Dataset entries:
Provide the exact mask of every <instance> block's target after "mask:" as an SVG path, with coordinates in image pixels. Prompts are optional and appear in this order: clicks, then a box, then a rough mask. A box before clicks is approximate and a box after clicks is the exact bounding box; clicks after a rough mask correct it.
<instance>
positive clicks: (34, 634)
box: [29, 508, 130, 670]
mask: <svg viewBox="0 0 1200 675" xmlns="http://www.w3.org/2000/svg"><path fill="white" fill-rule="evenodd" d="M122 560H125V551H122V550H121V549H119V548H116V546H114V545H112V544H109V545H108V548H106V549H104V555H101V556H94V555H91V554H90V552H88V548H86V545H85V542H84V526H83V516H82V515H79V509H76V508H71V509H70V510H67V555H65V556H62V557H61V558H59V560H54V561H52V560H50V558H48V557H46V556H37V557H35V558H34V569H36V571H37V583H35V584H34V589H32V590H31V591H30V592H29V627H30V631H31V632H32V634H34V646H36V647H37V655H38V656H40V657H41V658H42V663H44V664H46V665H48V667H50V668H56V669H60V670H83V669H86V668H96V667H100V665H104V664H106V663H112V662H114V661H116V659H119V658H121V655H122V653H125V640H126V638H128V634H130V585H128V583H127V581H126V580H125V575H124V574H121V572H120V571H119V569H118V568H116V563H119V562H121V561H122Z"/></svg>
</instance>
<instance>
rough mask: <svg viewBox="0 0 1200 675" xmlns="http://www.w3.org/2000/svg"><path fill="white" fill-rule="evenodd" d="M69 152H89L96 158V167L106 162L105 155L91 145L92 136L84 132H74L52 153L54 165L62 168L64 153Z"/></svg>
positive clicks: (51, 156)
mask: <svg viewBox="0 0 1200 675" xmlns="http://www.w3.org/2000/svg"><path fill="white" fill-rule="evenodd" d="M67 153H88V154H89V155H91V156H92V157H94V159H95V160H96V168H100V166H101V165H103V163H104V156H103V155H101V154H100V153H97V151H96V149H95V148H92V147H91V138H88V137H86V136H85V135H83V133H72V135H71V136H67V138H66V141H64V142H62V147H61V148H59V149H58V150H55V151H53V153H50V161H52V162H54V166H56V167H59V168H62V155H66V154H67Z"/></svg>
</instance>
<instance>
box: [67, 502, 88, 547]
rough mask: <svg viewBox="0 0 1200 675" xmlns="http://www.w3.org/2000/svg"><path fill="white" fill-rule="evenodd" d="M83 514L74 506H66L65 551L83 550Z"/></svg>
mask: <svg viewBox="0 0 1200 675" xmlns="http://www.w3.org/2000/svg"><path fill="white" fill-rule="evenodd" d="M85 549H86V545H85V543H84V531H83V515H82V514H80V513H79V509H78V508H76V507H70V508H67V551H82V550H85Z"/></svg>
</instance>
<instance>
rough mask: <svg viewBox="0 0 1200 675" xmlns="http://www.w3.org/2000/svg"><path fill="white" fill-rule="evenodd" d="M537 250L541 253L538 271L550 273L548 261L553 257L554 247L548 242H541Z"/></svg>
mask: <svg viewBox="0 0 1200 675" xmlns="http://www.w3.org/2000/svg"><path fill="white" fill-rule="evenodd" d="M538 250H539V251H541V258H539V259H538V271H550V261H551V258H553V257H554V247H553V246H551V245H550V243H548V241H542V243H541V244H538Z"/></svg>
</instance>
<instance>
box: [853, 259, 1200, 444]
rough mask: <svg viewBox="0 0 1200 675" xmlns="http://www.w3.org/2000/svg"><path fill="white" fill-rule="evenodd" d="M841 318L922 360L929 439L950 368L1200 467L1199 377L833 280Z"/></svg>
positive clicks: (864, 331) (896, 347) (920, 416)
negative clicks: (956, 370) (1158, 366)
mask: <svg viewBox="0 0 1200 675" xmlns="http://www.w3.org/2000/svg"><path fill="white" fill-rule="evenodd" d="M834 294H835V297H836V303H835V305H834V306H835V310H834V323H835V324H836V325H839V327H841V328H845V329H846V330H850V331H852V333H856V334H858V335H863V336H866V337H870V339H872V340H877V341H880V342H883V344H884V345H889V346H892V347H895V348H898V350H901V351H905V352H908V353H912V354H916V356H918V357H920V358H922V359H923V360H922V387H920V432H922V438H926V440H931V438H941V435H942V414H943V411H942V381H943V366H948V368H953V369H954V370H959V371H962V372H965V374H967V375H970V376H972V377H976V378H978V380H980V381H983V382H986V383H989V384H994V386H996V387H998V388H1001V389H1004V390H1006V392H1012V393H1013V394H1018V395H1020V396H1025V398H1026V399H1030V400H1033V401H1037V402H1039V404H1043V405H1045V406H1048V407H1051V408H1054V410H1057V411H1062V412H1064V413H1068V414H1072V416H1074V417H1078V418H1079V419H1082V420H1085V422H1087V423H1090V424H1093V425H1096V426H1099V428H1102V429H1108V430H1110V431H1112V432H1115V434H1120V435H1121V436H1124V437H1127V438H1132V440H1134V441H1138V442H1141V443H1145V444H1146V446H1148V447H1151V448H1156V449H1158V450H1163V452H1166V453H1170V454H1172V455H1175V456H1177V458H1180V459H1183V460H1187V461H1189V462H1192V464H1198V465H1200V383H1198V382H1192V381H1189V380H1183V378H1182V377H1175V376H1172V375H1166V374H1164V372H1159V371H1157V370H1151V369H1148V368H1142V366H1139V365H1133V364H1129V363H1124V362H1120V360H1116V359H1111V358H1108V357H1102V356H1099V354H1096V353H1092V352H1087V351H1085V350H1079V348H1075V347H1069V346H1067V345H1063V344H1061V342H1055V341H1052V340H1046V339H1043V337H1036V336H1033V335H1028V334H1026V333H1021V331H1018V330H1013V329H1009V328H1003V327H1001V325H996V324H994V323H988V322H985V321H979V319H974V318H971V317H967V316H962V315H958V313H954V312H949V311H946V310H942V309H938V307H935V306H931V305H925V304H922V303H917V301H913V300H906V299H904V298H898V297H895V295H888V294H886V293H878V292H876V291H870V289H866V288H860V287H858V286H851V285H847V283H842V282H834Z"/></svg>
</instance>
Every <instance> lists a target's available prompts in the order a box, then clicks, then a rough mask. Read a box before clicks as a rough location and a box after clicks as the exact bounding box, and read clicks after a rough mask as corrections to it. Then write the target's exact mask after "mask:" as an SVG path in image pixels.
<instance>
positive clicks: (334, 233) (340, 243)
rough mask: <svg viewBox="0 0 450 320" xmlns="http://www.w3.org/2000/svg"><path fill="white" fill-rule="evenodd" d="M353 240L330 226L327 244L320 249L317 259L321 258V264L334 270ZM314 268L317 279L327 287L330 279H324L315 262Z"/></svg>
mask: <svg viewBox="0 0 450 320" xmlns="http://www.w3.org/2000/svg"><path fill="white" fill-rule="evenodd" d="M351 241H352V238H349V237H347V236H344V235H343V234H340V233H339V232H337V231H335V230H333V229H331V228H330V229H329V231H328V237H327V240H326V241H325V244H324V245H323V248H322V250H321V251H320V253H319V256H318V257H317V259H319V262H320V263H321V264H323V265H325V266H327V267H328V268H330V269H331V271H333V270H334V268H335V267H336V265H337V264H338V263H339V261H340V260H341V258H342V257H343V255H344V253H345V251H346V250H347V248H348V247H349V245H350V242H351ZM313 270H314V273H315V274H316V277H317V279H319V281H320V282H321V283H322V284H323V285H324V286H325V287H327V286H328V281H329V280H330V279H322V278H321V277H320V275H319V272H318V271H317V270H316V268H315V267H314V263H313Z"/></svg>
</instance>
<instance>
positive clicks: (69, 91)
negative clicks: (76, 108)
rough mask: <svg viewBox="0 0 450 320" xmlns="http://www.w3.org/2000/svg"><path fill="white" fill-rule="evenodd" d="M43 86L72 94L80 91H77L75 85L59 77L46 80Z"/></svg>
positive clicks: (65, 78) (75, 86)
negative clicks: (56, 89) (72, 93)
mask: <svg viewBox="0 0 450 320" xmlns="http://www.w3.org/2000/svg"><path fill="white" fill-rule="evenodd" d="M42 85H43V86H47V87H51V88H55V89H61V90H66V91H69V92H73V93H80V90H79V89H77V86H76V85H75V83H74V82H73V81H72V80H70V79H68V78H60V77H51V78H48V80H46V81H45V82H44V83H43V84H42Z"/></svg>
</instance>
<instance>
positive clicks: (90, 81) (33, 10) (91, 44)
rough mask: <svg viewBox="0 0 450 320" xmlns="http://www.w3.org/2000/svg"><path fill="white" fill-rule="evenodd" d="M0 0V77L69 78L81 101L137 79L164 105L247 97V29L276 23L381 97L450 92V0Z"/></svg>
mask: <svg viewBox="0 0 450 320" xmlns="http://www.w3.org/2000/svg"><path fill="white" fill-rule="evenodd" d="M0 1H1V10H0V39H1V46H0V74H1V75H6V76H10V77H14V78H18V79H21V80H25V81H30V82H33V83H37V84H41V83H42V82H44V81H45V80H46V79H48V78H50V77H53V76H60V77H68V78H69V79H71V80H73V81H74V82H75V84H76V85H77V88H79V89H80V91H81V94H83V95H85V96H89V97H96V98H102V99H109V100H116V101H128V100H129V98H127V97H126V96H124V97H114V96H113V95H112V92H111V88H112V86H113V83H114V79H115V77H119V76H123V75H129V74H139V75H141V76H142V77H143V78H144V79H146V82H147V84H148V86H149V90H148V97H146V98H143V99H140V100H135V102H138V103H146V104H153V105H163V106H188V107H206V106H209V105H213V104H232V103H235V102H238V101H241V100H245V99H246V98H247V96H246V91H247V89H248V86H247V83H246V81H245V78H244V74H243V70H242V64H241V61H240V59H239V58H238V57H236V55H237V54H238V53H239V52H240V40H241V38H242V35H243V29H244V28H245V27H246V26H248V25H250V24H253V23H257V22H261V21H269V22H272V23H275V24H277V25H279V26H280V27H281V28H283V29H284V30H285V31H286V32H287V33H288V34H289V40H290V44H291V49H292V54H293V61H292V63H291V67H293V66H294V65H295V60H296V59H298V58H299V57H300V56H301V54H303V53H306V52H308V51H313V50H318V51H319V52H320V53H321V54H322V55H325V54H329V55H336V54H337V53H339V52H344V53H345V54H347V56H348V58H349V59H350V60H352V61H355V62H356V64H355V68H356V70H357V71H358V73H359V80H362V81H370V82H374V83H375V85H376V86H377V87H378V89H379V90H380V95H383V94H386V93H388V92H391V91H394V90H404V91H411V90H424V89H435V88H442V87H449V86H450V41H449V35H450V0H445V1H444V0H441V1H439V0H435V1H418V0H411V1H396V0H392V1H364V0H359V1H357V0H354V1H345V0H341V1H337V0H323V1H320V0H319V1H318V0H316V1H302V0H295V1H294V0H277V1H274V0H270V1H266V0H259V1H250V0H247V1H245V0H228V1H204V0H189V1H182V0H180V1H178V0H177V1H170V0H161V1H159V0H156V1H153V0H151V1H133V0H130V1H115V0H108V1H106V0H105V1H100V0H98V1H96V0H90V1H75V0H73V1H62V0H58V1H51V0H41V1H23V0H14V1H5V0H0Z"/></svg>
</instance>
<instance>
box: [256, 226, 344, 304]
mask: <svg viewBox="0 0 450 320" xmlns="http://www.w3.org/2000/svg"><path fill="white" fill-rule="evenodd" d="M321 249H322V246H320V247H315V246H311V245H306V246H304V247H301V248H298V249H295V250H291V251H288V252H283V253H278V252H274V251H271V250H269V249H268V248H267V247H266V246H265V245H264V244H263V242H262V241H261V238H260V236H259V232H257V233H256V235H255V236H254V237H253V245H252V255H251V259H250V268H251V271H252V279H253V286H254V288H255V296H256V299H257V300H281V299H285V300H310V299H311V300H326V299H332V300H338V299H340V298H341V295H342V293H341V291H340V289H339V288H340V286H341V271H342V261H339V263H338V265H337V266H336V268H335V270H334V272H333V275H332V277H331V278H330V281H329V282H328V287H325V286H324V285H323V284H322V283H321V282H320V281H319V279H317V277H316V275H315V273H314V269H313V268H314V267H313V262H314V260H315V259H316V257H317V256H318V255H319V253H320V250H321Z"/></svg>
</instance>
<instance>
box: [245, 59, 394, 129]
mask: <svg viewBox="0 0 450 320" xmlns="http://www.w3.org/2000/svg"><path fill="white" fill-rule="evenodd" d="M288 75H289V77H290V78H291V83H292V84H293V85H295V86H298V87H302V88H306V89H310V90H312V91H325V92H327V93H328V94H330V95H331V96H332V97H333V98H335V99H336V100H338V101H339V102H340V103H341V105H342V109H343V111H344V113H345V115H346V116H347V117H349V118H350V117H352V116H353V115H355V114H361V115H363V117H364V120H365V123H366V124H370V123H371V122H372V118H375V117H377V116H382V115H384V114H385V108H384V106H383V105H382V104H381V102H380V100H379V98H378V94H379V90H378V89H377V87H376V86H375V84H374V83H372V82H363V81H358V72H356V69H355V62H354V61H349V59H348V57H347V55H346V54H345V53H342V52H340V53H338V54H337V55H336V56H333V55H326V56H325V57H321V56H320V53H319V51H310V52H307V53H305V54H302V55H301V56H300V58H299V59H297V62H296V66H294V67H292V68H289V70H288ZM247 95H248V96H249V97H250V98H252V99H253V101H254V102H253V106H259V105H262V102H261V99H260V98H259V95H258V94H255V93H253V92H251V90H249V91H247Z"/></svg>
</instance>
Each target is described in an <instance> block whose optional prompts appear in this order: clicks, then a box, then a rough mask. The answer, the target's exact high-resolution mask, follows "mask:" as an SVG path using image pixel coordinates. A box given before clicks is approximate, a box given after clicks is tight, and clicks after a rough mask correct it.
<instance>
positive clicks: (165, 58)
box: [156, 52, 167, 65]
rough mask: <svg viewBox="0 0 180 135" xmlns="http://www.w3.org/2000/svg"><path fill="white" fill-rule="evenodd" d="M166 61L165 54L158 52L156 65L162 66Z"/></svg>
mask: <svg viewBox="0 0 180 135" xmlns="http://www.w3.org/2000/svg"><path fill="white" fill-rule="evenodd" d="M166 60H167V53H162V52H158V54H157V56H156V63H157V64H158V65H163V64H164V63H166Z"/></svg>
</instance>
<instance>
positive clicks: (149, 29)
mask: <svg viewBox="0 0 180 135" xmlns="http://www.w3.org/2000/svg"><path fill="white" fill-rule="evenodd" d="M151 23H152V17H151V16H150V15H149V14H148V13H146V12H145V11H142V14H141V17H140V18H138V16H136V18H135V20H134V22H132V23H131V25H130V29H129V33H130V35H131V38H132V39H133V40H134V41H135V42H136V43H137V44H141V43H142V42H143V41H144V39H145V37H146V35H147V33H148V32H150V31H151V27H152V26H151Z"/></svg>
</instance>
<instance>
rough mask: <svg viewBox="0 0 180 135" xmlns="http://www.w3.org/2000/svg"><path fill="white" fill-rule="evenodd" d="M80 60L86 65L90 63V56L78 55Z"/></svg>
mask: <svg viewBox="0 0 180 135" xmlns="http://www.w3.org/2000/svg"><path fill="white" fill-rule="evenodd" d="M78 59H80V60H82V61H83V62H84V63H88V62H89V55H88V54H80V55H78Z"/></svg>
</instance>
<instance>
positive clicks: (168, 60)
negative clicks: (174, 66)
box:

■ **Work item**
Rewrite the records from their start up to and including the line with "box: [29, 508, 130, 670]", changing each "rough mask" to "coarse mask" and leaving everything else as it is.

■ **Exercise result**
Provide the exact mask of every <instance> block's target after "mask:" as an SVG path, with coordinates in image pixels. Prompts are optional and appear in this order: clicks, then a box, then a coarse mask. A box before clicks is approximate and a box after clicks is the exact bounding box; clicks after a coarse mask correct it.
<instance>
positive clicks: (34, 634)
box: [29, 508, 130, 670]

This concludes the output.